**SET EXERCISE**
How many of the rows below contain the word "plank", with case counting? Give only the number.
══ RECORDS SHOWN ══
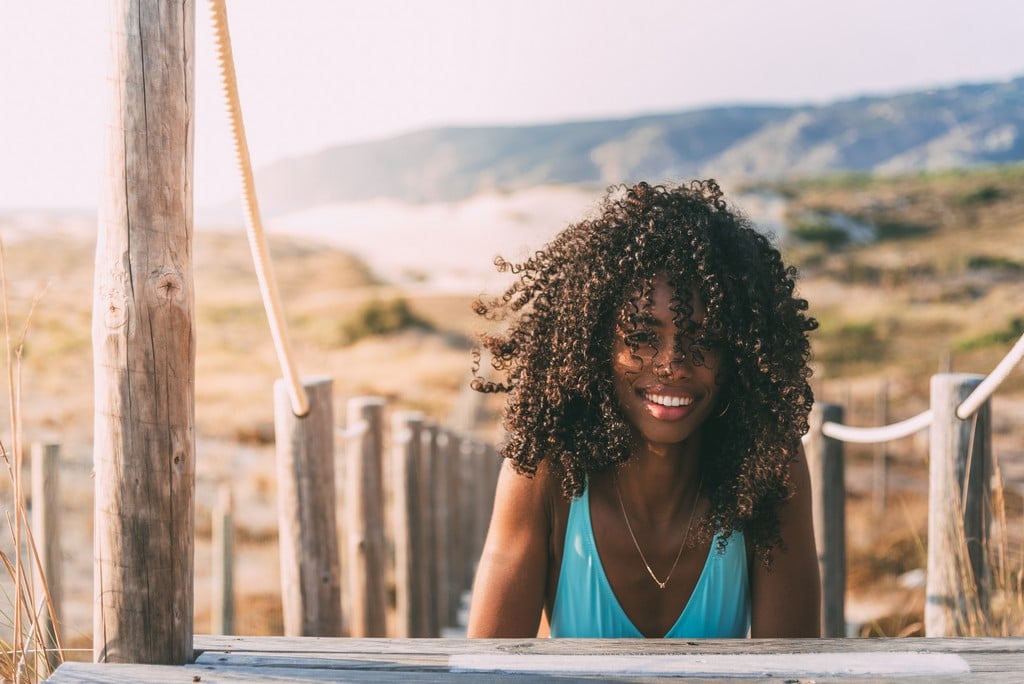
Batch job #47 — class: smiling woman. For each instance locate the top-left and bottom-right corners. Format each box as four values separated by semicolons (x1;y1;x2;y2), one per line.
469;181;819;638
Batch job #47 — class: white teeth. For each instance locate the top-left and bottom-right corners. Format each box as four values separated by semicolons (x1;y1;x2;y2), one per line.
644;394;693;407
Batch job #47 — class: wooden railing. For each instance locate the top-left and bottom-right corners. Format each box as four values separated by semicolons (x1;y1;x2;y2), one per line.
805;331;1024;637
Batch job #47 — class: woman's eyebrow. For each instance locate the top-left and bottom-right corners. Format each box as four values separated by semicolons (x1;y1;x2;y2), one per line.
634;311;665;328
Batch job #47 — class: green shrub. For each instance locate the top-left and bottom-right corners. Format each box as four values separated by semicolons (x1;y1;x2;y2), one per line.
341;297;434;344
874;221;932;240
967;254;1024;273
956;316;1024;351
957;185;1007;207
790;221;850;247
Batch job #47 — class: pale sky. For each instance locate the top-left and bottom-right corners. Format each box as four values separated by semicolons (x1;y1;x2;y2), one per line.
0;0;1024;210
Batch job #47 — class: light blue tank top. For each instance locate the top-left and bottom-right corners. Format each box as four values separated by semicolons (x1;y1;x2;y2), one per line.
551;488;751;639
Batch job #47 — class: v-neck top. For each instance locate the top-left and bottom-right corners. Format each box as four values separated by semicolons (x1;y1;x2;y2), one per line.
551;487;751;639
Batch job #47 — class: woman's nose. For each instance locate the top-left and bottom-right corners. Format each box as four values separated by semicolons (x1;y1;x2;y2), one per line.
654;354;686;380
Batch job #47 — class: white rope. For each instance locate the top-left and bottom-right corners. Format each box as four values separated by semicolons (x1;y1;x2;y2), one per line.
821;335;1024;444
956;335;1024;421
821;410;932;444
210;0;309;416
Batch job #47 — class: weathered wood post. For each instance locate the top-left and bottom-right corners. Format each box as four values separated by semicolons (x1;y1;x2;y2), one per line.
429;425;454;635
444;430;466;627
92;0;196;665
210;484;234;634
419;422;441;637
807;402;846;637
871;378;889;517
273;378;342;637
344;396;387;637
467;441;494;589
31;442;63;670
391;412;426;638
925;373;991;637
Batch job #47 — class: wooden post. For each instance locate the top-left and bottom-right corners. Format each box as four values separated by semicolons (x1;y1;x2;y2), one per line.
419;422;441;638
345;396;387;637
444;430;466;627
32;442;63;671
391;412;427;638
871;378;889;517
210;484;234;634
807;402;846;637
92;0;196;665
467;441;494;589
430;425;453;635
273;378;342;637
925;373;991;637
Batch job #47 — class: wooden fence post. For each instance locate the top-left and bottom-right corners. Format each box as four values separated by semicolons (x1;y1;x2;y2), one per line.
925;373;991;637
210;484;234;634
273;378;342;637
807;402;846;637
32;442;63;671
419;422;442;638
391;412;426;638
92;0;196;665
467;441;493;589
871;378;889;517
430;426;453;636
444;430;466;627
345;396;387;637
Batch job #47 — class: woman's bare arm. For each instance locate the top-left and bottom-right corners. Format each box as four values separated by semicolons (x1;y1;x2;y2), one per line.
467;462;551;638
751;440;821;638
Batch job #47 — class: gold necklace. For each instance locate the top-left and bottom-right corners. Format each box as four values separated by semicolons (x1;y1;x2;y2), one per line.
614;475;703;589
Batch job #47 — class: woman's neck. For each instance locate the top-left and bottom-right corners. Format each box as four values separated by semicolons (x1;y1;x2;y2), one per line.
615;436;700;518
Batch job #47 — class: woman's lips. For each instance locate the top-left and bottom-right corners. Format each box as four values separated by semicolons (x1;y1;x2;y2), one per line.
640;388;695;421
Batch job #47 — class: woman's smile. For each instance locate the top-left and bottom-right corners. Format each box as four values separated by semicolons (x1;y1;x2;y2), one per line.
611;275;718;444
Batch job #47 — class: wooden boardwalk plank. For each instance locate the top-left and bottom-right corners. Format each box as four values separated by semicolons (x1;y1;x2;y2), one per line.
49;636;1024;684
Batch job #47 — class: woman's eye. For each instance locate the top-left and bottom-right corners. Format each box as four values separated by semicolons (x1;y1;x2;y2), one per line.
623;331;656;346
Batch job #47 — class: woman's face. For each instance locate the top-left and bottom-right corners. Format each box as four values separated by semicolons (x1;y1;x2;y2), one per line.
611;275;720;445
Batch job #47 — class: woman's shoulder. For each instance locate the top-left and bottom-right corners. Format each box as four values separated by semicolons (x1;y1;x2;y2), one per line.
498;459;568;524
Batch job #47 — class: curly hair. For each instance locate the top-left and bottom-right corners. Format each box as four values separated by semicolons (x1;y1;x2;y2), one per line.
472;180;817;563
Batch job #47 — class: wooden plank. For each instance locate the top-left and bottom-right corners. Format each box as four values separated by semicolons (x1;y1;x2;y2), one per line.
196;635;1024;658
92;0;196;664
49;636;1024;684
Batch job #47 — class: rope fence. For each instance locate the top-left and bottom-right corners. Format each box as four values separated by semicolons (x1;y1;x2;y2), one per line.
210;0;309;416
821;335;1024;444
804;327;1024;637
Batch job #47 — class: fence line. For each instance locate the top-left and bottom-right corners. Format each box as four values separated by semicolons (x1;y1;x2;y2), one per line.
821;335;1024;444
804;336;1024;636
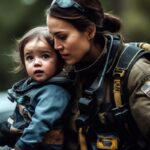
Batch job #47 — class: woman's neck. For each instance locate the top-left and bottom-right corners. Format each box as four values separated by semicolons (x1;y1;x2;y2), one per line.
75;38;104;72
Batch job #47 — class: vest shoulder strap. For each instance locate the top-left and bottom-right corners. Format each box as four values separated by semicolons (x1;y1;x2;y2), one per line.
113;42;150;107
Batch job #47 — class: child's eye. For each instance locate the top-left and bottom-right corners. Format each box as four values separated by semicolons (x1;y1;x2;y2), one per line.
25;56;34;61
42;54;50;60
57;35;67;41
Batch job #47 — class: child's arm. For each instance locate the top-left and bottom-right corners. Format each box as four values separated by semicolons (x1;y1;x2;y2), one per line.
15;85;70;150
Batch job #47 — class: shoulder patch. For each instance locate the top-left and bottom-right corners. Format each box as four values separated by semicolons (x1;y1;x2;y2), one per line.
141;81;150;97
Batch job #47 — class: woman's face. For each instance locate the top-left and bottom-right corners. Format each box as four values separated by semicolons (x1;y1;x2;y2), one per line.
47;16;90;65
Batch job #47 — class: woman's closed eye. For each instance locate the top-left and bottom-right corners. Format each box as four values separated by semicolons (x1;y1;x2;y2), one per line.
57;34;67;41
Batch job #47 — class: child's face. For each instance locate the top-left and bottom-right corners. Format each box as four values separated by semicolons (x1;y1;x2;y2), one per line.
24;38;57;82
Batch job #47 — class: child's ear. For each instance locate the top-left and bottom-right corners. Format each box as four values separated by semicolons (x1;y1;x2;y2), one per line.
86;24;96;40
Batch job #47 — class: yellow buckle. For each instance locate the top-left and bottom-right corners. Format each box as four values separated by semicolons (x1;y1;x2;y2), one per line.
113;67;125;77
96;136;118;150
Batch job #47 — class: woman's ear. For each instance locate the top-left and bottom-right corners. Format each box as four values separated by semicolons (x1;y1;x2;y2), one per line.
86;24;96;40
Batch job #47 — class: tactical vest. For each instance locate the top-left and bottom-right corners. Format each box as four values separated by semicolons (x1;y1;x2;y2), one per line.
77;36;150;150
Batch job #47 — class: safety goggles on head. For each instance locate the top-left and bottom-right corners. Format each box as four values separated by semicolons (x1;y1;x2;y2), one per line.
51;0;85;13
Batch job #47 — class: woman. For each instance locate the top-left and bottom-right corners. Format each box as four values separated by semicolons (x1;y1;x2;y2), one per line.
47;0;150;150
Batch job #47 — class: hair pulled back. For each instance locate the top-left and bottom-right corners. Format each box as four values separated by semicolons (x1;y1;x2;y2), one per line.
47;0;121;42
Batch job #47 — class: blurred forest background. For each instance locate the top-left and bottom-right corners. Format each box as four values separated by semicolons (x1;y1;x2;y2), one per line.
0;0;150;92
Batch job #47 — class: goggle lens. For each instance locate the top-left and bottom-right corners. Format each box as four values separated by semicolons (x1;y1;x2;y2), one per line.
51;0;85;13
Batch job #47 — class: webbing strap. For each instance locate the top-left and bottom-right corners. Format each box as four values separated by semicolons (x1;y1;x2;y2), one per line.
79;128;88;150
139;42;150;51
113;44;142;107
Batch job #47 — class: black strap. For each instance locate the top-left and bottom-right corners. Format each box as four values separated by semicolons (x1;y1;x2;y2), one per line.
77;35;114;126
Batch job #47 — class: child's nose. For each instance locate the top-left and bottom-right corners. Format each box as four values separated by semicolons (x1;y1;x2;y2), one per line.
34;58;41;65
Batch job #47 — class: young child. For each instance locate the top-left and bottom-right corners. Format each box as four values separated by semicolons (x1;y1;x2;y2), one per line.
0;27;72;150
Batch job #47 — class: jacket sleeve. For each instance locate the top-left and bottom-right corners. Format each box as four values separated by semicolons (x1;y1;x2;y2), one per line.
128;58;150;138
15;85;70;150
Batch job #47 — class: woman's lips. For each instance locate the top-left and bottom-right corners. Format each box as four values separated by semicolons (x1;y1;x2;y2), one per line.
61;54;70;59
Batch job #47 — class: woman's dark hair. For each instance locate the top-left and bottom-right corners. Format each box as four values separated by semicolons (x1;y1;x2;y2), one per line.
47;0;121;42
12;26;63;73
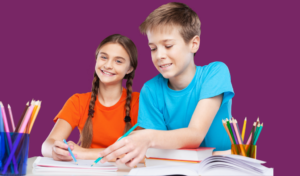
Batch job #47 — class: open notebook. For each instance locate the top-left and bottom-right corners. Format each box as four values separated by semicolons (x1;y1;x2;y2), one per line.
129;155;273;176
33;157;118;174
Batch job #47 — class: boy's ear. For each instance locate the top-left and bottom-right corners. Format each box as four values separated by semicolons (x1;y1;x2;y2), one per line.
190;35;200;53
126;66;133;74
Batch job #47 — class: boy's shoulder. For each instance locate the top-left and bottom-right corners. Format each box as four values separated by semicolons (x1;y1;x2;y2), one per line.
144;74;165;89
203;61;228;70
═══
**REPLY TO THE EXERCISE**
2